*** Opening of ENTRIES PROVIDED ***
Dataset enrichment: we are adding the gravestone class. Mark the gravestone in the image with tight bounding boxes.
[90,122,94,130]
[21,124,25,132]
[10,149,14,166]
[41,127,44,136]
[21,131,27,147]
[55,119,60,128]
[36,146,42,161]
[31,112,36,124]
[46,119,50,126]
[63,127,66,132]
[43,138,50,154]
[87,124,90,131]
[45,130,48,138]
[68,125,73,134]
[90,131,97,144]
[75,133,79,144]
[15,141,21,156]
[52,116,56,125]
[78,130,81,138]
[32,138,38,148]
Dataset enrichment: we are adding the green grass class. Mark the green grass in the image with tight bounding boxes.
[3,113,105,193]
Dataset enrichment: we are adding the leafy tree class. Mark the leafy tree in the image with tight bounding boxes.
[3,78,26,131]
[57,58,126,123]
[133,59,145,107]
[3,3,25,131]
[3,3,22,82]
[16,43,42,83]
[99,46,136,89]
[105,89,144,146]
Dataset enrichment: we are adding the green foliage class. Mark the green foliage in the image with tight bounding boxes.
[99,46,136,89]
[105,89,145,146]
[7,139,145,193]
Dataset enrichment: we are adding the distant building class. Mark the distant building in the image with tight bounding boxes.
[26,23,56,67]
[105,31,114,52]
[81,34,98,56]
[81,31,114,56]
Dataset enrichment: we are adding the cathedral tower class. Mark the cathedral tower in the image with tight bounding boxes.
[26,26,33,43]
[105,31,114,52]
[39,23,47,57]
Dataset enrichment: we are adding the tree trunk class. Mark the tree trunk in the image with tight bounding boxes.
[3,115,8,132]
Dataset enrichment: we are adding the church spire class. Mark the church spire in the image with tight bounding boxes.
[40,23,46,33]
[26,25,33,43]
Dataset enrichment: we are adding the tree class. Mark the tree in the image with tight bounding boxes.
*** Close of ENTRIES PROVIDED ***
> HOW TO COMPLETE THIS TASK:
Copy out the lines beginning at the one that contains "Dataset enrichment: we are adding the distant". Stop at the final line of the data, and include it.

> ANSWER SECTION:
Dataset enrichment: we are adding the distant building class. Mark the distant building in the image with tight bounding boxes.
[26,23,56,67]
[105,31,114,52]
[81,34,98,56]
[81,31,114,56]
Dataset enrichment: we are adding the cathedral tower class. Mark the cathedral tower in the image with tight bounding boxes.
[26,26,33,43]
[105,31,114,52]
[39,23,47,57]
Dataset enrichment: we are adding the tree trunk class. Mark the tree trunk in the image with tight bounding boxes.
[3,115,8,132]
Dataset enrichment: we are adding the church spire class. Mark the church spire in the image with tight bounding boxes.
[40,23,46,33]
[26,25,33,43]
Dataset enrichment: we are adding the tree class. Mark the tree in the image with tight bounding boxes.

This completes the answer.